#### [WHAT YOU NEED TO DO]
Extend the PyDistintoX contribution guide below, picking up right after its final line.

#### [SOURCE EXCERPT]
Contributing to PyDistintoX
Thank you for your interest in contributing to PyDistintoX. Whether you're here to report a bug, suggest a feature, or submit code, your help is greatly appreciated.
How Can I Contribute
Reporting Bugs
- Use GitLab Issues to report bugs.
- Describe the issue in as much detail as possible.
Pull Requests
- Fork the repository and create a new branch for your changes.
- Make sure all tests (see below) pass successfully.
- Keep your commit messages clear and concise.
Code Guidelines
Imports
The imports are ordered in the following structure:
- standard library imports as f.e. logging
- third-party imports as f.e. numpy
- application-specific imports
- as f.e. common.utils
- apart from typing, import common.utils always as common_utils in order to differentiate between intra-package imports as .utils from imports from common.utils
- intra-package imports
- as f.e. .utils relative imports
Styling
Try to follow PEP 8.

#### [COLLECTED DATA]
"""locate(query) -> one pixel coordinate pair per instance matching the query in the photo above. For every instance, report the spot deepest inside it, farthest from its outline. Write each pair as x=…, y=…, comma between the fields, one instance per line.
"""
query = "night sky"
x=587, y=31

#### [ANSWER TO THIS TASK]
Use ' for normal strings, " for docstrings only.
Imports
Use these headings for imports: - standard library imports - third-party imports - tests-specific imports - imports from source code
Dependencies
to create requirements.txt enter
uv pip compile pyproject.toml -o requirements.txt
Tests
in order to run tests, enter
uv run pytest tests/TEST_FOLDER
The test results will be saved in ./tests/artifacts
You can add -v as option to get a verbose output or -s to show print statements, even if a test does not fail.
Deselect slow tests with pytest -m "not slow" (recommended!).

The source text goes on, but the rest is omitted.